§ **What to work on**
Rescale the listing from the line with "Thank you for the photo above. Could you indicate the overhead" to the line with "Target: vehicle on road", both included, and reproduce only those lines in full. Multiply every answer coordinate by 2.25 and round to a whole number, with halves going up, while leaving the requests and their sample coordinate pairs unchanged.

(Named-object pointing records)
^^^^^^^^^^^^^^^^

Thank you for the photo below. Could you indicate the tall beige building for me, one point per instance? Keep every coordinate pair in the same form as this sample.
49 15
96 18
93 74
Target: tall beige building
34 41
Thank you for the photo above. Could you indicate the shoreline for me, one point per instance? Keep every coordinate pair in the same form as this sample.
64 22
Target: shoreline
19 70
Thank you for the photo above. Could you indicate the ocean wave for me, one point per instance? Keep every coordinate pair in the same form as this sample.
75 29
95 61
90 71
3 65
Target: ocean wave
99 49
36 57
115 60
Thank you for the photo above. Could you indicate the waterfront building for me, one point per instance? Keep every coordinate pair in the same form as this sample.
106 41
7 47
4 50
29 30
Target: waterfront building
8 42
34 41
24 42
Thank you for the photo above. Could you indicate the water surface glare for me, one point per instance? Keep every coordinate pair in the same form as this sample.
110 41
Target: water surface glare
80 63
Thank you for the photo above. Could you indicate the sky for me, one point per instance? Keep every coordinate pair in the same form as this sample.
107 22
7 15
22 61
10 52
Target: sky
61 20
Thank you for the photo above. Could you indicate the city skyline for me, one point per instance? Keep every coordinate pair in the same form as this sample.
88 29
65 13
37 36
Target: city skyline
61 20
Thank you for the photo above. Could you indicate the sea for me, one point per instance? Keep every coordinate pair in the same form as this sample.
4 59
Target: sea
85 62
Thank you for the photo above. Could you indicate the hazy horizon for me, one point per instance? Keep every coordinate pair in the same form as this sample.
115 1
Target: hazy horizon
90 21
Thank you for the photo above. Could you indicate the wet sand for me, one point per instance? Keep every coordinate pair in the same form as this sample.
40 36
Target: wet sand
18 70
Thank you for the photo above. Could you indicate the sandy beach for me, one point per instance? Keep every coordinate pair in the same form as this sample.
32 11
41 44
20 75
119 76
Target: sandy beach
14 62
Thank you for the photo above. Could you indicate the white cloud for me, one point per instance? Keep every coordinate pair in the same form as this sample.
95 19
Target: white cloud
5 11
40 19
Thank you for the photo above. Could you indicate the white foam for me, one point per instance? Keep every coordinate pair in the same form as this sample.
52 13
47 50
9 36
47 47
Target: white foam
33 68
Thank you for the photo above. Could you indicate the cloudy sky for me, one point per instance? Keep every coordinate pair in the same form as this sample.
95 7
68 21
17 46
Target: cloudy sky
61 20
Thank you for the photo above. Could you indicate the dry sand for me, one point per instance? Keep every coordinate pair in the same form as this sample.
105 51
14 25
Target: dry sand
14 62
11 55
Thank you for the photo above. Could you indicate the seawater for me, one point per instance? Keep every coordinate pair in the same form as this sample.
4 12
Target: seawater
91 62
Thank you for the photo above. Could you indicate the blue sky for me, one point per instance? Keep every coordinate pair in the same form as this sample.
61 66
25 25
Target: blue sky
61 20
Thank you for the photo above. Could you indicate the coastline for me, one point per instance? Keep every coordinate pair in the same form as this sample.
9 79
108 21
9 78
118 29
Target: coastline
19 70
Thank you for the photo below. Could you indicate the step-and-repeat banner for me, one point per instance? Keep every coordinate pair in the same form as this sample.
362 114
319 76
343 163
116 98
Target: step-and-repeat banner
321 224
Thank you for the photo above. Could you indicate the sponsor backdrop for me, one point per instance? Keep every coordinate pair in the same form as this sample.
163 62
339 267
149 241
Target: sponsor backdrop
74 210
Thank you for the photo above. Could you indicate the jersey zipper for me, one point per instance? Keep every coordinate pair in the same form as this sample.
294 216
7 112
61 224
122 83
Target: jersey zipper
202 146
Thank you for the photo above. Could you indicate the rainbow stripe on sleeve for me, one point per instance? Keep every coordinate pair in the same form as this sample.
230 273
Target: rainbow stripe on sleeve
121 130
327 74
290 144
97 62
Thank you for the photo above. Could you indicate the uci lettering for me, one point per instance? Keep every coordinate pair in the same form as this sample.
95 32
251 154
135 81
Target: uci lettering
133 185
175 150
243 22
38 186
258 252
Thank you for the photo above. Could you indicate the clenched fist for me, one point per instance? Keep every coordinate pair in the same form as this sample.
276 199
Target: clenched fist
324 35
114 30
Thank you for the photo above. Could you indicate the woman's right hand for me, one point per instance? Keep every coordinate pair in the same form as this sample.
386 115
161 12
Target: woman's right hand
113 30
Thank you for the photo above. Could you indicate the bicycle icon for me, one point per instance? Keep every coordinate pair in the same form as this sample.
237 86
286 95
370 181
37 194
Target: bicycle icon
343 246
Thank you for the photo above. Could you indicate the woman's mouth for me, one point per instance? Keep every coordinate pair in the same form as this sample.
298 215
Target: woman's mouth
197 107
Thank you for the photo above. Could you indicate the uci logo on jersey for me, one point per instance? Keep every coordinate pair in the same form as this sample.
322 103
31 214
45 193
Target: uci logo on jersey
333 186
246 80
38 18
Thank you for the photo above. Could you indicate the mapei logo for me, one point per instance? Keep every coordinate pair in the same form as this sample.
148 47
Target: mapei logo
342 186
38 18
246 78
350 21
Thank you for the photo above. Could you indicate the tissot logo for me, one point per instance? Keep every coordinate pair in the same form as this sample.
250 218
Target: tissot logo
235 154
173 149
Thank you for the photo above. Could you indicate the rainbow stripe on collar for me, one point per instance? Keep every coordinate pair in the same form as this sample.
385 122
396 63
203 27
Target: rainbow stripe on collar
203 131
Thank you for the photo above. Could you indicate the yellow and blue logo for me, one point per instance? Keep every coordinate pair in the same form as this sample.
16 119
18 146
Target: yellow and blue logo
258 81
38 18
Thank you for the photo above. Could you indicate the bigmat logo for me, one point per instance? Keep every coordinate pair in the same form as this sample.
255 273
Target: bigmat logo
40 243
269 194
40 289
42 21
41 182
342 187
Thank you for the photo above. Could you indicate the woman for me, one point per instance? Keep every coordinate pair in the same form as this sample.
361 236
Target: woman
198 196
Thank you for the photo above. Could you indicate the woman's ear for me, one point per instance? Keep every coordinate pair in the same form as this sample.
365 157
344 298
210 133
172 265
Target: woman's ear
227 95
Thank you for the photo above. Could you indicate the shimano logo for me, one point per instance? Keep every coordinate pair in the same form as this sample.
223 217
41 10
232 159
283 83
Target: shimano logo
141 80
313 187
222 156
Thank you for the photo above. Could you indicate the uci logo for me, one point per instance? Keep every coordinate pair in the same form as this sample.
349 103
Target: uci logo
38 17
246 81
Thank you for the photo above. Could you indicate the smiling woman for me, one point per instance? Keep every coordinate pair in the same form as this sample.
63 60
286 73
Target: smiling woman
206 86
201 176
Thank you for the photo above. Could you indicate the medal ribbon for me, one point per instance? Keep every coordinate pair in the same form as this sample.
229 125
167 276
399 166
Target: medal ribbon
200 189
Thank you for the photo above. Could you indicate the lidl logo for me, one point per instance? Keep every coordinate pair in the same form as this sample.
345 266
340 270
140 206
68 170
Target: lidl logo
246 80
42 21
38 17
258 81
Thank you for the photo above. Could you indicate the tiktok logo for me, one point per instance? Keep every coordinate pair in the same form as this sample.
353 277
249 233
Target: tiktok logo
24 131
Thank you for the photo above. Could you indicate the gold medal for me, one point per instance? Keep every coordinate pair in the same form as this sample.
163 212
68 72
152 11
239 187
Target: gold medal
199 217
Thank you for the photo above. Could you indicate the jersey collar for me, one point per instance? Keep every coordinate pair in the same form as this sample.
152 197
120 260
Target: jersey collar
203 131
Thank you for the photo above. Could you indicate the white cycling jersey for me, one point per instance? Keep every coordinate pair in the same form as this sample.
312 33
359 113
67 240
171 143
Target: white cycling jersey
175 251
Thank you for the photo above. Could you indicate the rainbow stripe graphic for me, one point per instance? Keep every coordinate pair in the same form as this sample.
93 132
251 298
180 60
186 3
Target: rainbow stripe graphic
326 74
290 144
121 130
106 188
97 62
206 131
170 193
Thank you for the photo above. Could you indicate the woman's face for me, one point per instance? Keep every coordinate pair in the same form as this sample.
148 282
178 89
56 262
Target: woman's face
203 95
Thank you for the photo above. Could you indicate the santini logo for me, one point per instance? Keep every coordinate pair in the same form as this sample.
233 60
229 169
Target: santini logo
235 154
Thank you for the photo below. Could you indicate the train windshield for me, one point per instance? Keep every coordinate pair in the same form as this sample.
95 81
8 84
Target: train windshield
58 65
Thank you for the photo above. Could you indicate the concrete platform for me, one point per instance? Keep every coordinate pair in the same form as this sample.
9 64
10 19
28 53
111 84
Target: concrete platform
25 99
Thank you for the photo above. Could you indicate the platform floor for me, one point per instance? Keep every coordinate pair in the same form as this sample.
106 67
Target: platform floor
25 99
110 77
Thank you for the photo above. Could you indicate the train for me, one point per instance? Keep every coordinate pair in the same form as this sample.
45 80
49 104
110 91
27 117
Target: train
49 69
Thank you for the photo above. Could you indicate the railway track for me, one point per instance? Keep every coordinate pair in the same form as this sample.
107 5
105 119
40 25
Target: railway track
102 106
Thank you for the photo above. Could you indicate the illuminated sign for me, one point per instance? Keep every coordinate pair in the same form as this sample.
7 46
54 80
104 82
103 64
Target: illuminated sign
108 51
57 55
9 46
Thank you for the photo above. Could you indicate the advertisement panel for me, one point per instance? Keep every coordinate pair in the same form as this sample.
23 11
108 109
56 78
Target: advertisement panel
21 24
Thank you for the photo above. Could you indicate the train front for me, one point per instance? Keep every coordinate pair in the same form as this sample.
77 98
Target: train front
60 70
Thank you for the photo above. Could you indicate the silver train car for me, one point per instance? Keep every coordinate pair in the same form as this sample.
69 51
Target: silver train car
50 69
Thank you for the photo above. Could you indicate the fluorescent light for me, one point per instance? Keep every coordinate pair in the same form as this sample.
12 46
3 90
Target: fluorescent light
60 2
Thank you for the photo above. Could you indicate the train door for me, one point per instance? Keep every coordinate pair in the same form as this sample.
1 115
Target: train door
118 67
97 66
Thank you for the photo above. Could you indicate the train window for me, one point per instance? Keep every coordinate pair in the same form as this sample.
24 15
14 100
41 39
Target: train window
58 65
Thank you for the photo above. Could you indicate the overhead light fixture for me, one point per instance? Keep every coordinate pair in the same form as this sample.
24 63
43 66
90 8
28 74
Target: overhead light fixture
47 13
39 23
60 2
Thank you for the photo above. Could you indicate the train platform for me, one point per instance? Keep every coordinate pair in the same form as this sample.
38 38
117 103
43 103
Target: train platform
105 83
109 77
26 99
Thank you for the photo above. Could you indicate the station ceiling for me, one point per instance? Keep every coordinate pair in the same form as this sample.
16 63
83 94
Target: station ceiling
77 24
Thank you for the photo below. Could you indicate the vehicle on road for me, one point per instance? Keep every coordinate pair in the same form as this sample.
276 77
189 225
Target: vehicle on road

^^^^^^^^^^^^^^^^

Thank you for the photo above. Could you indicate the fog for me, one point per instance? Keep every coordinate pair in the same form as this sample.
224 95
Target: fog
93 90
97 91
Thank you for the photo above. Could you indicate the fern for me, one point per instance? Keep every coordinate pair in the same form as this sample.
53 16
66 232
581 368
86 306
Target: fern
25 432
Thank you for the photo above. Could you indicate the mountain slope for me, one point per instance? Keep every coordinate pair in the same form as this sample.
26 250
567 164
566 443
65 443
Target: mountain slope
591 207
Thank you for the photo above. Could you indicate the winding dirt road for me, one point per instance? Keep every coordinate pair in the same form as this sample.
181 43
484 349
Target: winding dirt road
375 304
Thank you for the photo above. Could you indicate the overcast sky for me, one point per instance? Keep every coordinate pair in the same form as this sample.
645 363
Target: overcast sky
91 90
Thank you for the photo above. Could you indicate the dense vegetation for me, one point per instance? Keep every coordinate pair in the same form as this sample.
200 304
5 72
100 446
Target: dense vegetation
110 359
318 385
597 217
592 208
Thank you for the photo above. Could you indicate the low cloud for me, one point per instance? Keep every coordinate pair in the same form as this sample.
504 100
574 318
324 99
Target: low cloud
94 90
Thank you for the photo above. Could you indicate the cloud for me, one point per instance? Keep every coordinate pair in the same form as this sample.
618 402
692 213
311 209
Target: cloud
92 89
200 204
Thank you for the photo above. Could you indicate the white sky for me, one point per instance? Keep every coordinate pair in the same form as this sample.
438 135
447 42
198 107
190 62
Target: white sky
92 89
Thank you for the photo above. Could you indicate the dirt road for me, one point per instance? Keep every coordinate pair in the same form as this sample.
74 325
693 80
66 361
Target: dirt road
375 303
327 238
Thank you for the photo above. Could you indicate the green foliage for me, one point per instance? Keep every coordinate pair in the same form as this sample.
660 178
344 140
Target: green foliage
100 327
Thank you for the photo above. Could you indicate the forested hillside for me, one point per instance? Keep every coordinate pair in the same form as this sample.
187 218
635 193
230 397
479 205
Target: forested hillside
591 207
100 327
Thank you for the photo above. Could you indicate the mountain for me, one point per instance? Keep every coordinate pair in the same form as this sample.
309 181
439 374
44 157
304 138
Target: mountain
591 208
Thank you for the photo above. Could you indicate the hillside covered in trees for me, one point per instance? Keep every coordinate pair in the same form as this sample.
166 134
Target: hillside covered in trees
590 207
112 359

^^^^^^^^^^^^^^^^

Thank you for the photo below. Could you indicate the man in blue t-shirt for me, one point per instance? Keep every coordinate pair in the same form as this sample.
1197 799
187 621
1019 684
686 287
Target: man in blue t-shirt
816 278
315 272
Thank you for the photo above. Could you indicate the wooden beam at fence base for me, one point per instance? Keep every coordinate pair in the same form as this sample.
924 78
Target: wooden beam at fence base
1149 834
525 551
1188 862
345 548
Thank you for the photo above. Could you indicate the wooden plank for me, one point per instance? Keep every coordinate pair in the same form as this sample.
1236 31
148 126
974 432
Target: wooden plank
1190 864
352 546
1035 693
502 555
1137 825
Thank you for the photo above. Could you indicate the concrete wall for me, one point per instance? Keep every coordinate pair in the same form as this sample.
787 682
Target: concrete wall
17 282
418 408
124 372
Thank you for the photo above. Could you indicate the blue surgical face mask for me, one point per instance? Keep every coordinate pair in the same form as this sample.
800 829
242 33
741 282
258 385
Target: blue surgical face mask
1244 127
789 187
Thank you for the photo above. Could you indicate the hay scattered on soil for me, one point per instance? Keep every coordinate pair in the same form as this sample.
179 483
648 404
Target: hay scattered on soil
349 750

^^^^^^^^^^^^^^^^

§ **Solution for this task**
Thank you for the photo above. Could you indicate the overhead light fixture for me, one point per instance? Keep every coordinate pair in the same form as this sample.
24 63
43 66
90 8
28 74
Target: overhead light fixture
106 29
88 52
135 5
Thank you for the photo above. Could you indicate the train platform for me, one point per instance? Keep every coordinate pair in the same form as this sample.
38 38
117 103
43 103
Target: train platform
236 187
245 173
59 223
Thank you for the photo above. Could you indicate the station ceiling for me, one point per instance? Keep every coordinate pair in the same form as this sample.
16 63
83 94
Target: station ceiling
173 54
Thank you for the photo below. Could you indicate the vehicle on road for me, one point per instance? Keep every coordinate pair in the same form as this sample.
276 77
189 225
Target: vehicle on road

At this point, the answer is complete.